- _Tasks and exercises_:
1. According to the cooling tower patent, what diameter can each water collection basin opening have?
2. Rewrite the part of the cooling tower patent that opens with the words containing "4. The cooling" and closes with "each plate type heat exchanger.", putting "outer face side" wherever "front face side" appears.

- _Passage for review_:
=== Section Start ===

COOLING TOWER WATER DISTRIBUTION SYSTEM

Abstract

A cooling tower is provided having a heat exchange section. A water collection basin located above the heat exchange section. The water collection basin has a plurality of openings that allow water to be distributed downwardly onto the heat exchange section. The water collection basin openings each have a diameter of from 0.2 inch to 0.6 inch.

Claims

1. A cooling tower comprising: an indirect heat exchange section, a water collection basin located above the indirect heat exchange section, the water collection basin having a plurality of openings that allow water to be distributed downwardly onto the indirect heat exchange section, the water collection basin openings being arranged in lateral rows, the water collection basin openings each having a diameter of from 0.2 inch to 0.6 inch, and the spacing between adjacent water collection basin openings is from 2.0 to 6.0 inches.

2. The cooling tower of claim 1 wherein adjacent water collection basin openings in each lateral row are longitudinally offset from each other.

3. The cooling tower of claim 1 wherein the indirect heat exchange section is comprised of a plurality of plate type heat exchanger, with the plate type heat exchangers arranged in lateral rows, and wherein each lateral row of water collection basin openings is aligned with a lateral row of plate type heat exchangers.

4. The cooling tower of claim 3 wherein each plate type heat exchanger has a front face side and a rear face side, and the water from the collection basin openings covers both the front face side and the rear face side of each plate type heat exchanger.

5. The cooling tower of claim 1 wherein the indirect heat exchange section is comprised of a plurality of plate type heat exchangers, with the plate type heat exchangers arranged in lateral rows, and wherein each lateral row of water collection basin openings is biased slightly from a direct alignment with a lateral row of plate type heat exchangers and each lateral row of water collection openings are in an alternating pattern relative to each lateral row.

6. The cooling tower of claim 1 wherein the indirect heat exchange section includes a plurality of plate type heat exchangers, each plate type heat exchanger having a centerline, a front side, and a rear side, the front and rear sides being on opposite sides of the centerline, each lateral row of water collection basin openings being directly above a corresponding one of the plate type heat exchangers to allow water to be distributed downwardly onto the corresponding plate type heat exchanger, wherein each lateral row of water collection basin openings includes a first plurality of openings overlapping the centerline of the corresponding plate type heat exchanger and longitudinally biased toward the front side of the corresponding plate type heat exchanger, wherein each lateral row of water collection basin openings includes a second plurality of openings overlapping the centerline of the corresponding plate type heat exchanger and longitudinally biased toward the rear side of the corresponding plate type heat exchanger, and wherein each lateral row includes an alternating arrangement of the first plurality of openings and the second plurality of openings to evenly distribute the water across the front side and the rear side of the corresponding plate type heat exchanger.

=== Section End ===

- _Data supplied_:
=== Section Start ===

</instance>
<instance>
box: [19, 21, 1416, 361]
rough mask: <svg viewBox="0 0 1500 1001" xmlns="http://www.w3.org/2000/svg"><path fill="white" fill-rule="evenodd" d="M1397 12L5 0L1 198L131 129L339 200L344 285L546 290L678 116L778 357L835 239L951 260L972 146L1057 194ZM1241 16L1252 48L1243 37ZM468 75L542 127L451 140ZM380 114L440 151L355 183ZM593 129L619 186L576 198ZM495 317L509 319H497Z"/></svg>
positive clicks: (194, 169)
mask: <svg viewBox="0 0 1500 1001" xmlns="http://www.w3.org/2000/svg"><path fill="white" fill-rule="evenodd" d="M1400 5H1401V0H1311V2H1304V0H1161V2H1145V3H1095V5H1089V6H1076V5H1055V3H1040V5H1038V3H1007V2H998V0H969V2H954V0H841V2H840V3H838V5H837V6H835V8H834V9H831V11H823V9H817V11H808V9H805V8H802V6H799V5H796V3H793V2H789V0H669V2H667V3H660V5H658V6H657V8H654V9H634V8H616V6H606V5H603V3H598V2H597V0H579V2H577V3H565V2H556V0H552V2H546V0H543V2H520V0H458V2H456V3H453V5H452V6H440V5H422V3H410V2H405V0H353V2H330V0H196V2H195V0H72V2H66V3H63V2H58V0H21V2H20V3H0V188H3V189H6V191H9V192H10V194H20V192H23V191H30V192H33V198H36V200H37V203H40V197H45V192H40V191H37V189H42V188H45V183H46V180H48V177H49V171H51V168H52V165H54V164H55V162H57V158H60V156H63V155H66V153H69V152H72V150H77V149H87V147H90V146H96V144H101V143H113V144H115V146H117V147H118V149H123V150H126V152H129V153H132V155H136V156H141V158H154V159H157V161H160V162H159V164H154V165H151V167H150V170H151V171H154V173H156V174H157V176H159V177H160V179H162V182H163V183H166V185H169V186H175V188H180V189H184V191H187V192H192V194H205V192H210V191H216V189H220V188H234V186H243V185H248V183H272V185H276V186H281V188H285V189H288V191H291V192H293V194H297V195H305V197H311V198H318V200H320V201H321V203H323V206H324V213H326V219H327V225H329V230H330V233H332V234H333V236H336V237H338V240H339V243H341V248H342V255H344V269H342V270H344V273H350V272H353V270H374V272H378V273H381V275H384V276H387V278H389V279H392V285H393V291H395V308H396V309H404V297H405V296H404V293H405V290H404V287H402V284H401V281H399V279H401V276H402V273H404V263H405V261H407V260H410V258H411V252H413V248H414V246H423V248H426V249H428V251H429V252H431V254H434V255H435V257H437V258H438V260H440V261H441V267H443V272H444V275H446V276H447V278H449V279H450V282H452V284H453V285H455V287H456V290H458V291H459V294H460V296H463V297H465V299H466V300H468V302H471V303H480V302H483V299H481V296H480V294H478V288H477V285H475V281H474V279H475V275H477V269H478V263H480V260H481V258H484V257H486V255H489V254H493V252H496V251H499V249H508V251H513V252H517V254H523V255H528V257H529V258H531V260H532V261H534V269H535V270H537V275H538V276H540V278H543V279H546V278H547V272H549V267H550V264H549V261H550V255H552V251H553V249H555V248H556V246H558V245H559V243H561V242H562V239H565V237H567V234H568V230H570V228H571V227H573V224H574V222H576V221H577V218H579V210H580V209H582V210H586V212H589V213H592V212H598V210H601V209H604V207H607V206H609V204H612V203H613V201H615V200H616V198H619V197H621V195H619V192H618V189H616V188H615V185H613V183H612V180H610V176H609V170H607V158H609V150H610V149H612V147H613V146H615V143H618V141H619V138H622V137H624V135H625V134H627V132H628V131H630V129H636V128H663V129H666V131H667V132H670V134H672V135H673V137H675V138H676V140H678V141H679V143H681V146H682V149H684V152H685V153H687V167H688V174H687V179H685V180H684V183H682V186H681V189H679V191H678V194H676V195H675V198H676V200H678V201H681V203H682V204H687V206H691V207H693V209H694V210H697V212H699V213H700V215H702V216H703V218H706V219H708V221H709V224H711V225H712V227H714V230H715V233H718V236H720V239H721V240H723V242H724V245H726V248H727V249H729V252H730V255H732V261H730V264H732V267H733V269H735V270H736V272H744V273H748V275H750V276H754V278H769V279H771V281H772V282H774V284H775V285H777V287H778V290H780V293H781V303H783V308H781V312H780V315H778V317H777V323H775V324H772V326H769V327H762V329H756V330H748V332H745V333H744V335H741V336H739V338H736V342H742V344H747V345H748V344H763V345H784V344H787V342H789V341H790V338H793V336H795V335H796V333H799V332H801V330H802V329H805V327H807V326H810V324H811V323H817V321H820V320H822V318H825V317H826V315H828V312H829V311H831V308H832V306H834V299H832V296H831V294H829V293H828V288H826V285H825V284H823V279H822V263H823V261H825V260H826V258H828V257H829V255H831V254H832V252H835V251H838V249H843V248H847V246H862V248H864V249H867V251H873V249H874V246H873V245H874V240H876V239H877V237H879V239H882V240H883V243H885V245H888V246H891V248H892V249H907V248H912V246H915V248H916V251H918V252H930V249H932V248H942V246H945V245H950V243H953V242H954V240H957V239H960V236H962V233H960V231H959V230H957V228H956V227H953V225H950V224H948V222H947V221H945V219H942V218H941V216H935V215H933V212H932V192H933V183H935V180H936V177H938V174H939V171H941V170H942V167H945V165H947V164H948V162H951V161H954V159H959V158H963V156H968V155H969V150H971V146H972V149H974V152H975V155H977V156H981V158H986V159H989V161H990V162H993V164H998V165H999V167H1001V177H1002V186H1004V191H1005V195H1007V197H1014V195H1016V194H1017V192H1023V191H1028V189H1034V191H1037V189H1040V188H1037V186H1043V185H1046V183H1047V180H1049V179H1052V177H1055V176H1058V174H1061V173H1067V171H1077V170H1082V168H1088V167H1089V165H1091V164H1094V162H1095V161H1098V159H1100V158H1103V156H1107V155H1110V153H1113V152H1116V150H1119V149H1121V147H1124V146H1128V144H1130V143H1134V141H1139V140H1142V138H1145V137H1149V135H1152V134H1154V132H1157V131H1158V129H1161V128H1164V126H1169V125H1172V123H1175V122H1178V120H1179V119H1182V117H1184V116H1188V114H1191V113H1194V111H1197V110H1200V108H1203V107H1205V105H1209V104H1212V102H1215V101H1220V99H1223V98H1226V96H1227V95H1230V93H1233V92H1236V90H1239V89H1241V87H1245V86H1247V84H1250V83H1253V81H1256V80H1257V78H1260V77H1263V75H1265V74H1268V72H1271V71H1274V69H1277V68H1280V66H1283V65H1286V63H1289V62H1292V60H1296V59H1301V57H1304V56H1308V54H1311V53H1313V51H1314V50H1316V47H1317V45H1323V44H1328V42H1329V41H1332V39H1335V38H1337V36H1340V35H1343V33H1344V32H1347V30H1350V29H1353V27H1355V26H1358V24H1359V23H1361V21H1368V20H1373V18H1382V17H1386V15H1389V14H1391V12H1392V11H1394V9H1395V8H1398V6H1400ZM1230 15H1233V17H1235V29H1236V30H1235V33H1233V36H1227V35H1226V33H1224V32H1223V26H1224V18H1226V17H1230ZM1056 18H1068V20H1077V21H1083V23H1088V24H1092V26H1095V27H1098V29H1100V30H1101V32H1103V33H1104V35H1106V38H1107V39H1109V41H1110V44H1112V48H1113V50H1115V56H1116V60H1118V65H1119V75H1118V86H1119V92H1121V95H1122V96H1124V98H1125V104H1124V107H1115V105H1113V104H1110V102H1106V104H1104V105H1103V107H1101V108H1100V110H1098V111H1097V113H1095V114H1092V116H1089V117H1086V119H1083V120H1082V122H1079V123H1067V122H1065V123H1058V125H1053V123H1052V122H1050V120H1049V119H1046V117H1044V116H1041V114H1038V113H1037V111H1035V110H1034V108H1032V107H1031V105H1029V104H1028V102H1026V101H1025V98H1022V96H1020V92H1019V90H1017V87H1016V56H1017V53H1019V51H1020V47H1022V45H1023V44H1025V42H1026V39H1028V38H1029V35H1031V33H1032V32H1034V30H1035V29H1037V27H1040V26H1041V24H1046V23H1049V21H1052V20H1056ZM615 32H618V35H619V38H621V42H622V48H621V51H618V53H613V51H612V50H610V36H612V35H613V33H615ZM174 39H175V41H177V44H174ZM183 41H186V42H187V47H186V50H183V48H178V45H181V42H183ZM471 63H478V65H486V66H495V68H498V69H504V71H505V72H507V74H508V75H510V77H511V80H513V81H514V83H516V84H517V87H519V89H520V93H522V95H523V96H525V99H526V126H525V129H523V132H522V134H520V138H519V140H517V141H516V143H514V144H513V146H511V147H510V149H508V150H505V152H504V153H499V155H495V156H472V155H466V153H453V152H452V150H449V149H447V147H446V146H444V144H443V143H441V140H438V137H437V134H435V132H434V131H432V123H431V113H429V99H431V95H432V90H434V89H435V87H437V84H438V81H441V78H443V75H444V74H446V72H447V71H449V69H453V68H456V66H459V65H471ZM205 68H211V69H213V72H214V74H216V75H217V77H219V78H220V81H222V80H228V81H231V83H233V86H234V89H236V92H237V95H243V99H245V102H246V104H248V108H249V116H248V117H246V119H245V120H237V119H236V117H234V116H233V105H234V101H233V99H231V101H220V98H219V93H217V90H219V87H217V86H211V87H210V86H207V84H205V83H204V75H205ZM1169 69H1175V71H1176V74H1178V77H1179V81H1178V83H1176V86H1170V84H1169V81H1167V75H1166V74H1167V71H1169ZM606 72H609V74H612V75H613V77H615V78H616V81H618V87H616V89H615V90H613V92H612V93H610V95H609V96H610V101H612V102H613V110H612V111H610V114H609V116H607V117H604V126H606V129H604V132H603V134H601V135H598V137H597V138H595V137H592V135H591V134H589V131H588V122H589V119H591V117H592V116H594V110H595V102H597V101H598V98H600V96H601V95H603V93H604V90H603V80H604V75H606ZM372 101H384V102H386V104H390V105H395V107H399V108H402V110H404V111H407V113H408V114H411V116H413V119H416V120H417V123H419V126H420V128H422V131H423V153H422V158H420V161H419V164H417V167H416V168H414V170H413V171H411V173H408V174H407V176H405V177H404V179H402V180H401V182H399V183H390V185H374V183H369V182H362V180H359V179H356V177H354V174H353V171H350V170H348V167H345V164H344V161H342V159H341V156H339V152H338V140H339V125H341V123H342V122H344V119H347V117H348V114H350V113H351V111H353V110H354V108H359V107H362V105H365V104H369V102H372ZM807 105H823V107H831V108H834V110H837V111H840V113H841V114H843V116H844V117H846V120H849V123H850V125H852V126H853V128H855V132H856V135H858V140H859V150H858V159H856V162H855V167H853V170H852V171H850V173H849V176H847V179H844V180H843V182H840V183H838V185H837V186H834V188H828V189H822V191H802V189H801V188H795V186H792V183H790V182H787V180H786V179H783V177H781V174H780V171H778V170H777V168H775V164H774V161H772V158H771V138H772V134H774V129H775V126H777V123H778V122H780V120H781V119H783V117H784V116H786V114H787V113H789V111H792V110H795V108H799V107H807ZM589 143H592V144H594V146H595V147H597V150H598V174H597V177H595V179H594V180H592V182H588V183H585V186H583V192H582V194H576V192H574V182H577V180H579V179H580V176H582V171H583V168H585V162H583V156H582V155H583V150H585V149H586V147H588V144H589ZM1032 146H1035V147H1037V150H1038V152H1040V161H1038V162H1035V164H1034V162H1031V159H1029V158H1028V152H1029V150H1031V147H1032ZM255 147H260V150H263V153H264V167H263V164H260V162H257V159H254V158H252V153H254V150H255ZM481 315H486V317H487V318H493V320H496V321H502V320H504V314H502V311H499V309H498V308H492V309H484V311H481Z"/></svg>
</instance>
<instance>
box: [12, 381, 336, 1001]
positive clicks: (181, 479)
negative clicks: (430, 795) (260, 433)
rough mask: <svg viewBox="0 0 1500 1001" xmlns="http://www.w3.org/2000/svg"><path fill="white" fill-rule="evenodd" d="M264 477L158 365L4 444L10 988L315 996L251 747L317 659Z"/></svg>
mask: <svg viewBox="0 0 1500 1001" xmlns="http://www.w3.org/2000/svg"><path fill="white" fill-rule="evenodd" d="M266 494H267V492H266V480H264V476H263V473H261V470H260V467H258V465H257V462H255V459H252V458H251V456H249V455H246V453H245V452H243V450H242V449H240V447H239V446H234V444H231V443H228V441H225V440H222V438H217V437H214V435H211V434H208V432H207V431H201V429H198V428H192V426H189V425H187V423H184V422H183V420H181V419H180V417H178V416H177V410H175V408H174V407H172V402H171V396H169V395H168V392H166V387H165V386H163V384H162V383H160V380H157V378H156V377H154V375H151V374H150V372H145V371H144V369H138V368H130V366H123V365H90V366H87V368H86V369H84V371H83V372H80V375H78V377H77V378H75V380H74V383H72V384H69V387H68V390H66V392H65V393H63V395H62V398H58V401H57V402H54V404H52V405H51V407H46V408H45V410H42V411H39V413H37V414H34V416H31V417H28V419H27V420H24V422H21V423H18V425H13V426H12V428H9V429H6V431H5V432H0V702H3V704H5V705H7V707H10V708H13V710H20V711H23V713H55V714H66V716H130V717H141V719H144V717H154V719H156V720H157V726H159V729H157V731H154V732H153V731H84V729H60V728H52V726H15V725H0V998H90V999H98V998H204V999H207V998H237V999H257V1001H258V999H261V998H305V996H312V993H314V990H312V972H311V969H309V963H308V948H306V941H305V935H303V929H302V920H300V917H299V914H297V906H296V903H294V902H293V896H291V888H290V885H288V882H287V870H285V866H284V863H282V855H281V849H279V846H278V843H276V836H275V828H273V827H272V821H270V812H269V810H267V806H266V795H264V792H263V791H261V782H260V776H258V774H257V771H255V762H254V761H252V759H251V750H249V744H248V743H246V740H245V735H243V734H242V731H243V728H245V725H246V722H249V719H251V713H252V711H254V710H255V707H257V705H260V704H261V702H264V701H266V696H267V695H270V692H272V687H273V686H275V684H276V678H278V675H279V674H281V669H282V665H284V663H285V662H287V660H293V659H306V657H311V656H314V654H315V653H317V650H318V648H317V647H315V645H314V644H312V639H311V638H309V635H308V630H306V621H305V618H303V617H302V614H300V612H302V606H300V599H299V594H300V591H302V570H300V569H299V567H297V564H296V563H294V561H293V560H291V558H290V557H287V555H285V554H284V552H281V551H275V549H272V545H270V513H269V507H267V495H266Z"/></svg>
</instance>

=== Section End ===

- _Answers by task_:
1. From 0.2 inch to 0.6 inch.

2.
4. The cooling tower of claim 3 wherein each plate type heat exchanger has a outer face side and a rear face side, and the water from the collection basin openings covers both the outer face side and the rear face side of each plate type heat exchanger.